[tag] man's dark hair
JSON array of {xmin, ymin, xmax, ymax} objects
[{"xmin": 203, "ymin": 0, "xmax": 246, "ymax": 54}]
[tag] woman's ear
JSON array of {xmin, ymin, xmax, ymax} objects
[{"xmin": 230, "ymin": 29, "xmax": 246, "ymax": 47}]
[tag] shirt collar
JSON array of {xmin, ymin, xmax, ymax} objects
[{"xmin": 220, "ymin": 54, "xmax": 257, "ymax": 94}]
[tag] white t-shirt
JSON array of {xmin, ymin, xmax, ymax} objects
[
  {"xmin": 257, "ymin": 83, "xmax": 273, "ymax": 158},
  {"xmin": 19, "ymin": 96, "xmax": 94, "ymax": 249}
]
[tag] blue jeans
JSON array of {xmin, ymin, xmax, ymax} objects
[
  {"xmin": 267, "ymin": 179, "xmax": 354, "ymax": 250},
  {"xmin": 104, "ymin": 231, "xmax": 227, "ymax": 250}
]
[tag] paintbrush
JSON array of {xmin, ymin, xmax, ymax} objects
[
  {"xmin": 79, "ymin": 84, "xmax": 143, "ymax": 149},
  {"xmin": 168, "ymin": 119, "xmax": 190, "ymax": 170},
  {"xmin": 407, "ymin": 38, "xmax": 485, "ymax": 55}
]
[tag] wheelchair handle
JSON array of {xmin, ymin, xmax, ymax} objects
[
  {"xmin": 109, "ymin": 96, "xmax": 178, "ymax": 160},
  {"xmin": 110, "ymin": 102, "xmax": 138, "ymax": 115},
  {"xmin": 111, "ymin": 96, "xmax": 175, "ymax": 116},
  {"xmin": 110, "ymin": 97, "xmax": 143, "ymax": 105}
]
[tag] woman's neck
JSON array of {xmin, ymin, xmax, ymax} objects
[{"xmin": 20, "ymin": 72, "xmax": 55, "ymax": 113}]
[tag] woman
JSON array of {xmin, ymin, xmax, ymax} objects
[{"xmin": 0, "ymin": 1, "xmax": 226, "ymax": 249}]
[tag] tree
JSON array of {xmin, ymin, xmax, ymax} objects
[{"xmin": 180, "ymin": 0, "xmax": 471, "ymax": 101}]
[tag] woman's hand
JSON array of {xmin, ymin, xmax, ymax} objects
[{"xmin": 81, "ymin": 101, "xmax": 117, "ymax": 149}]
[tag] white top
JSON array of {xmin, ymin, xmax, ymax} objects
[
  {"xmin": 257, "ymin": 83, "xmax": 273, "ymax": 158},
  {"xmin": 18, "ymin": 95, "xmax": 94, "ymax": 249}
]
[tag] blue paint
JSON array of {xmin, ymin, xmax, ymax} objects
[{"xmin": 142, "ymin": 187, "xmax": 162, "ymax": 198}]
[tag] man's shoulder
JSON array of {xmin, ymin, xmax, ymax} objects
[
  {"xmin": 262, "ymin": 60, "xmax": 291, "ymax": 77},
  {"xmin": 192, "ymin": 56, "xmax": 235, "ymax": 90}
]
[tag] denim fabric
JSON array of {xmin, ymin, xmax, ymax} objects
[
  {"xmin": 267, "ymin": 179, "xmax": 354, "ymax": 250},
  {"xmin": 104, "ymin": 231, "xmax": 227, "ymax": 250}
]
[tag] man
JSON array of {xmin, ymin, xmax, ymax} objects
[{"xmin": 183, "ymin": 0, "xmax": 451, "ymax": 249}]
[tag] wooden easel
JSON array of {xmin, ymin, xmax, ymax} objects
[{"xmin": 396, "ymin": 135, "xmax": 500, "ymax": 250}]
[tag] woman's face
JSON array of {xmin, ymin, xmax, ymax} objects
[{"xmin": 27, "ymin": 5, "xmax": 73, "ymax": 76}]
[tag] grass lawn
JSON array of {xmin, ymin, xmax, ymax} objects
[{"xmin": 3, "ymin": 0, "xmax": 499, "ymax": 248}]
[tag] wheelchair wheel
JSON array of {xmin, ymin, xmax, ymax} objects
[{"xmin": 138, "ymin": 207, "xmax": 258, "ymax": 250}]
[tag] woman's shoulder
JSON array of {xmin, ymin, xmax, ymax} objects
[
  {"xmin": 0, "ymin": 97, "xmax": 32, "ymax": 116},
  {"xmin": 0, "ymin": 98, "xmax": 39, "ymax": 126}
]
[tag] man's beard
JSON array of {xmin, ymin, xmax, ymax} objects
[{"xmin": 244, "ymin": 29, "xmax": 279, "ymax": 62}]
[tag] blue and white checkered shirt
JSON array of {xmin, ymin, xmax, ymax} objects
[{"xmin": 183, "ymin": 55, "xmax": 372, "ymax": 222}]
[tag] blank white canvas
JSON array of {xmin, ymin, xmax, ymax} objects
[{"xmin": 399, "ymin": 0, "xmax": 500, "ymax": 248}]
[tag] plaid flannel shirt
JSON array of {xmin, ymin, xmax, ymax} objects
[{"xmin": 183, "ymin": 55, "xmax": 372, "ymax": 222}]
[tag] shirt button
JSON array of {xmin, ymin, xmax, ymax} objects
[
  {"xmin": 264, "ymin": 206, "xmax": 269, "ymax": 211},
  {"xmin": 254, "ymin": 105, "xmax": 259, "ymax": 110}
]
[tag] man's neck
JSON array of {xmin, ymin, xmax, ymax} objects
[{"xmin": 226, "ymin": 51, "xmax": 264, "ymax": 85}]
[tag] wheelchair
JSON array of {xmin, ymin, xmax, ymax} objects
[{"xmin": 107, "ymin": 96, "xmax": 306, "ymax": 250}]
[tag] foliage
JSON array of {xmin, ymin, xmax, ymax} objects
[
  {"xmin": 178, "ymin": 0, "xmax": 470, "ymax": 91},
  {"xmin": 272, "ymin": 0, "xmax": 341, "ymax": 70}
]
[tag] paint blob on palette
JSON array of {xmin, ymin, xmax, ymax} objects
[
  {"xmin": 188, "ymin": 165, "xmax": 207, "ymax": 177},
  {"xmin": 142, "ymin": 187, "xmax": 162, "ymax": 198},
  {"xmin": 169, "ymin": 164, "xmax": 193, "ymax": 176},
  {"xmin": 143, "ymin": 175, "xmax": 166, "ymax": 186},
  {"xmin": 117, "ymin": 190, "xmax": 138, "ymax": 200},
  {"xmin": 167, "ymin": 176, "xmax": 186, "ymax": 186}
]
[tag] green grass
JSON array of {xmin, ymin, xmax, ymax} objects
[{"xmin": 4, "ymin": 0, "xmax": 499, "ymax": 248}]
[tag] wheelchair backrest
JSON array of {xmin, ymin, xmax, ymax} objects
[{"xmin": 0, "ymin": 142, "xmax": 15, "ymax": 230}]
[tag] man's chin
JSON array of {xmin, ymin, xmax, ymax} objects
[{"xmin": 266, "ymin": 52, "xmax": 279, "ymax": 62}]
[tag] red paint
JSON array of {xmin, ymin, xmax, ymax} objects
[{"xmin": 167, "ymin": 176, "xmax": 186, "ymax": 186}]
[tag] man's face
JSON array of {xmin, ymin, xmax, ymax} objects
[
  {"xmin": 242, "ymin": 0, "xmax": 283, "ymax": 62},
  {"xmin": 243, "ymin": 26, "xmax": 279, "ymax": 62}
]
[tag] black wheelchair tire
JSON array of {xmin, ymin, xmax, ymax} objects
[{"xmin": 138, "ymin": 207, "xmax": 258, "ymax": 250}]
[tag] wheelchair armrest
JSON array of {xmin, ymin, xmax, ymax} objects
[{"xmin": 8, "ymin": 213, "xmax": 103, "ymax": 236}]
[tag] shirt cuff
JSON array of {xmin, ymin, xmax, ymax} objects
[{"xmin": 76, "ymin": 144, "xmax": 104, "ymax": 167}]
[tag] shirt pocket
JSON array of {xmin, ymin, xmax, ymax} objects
________________________
Search the data for the word "white" and copy each line where it appears.

- [COMPLETED EXERCISE]
[tag] white t-shirt
[tag] white top
[tag] blue and white checkered shirt
[tag] blank white canvas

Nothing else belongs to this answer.